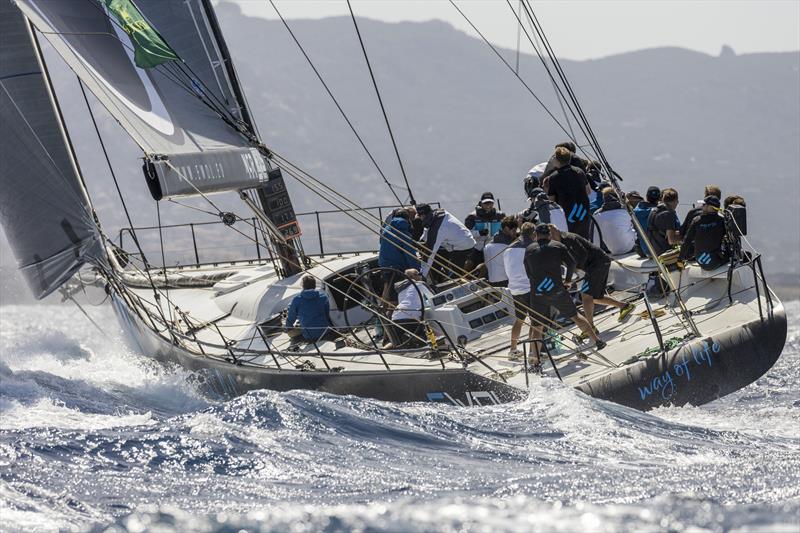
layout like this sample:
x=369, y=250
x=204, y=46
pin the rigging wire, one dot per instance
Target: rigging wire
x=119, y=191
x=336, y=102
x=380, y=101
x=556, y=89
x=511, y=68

============================================================

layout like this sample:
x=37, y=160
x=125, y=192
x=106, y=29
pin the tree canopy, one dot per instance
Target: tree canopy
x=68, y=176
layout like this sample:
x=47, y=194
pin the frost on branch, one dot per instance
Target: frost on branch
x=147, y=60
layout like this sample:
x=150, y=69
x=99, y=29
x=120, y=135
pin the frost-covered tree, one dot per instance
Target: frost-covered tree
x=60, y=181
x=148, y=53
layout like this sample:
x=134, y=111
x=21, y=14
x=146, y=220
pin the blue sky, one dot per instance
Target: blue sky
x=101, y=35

============================================================

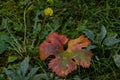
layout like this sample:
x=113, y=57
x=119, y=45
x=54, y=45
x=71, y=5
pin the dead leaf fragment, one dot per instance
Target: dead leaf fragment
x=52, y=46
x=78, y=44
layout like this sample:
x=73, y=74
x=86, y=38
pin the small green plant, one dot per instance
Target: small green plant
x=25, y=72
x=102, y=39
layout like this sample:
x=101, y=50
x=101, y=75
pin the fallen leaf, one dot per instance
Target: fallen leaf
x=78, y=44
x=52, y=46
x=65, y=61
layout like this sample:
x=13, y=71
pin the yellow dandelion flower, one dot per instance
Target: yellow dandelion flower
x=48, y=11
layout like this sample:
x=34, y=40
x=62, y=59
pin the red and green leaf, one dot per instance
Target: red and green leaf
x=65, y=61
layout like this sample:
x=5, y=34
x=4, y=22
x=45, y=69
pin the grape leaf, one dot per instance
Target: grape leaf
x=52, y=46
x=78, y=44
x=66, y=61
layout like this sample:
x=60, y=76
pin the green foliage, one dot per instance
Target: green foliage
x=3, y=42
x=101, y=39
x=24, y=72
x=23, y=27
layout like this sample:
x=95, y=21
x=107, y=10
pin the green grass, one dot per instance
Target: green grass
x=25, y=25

============================================================

Written task:
Pull out each line in the entries above that contains the string "canopy". Only matches with the same capitalization count.

Response to the task:
pin the tree canopy, one dot per instance
Target: tree canopy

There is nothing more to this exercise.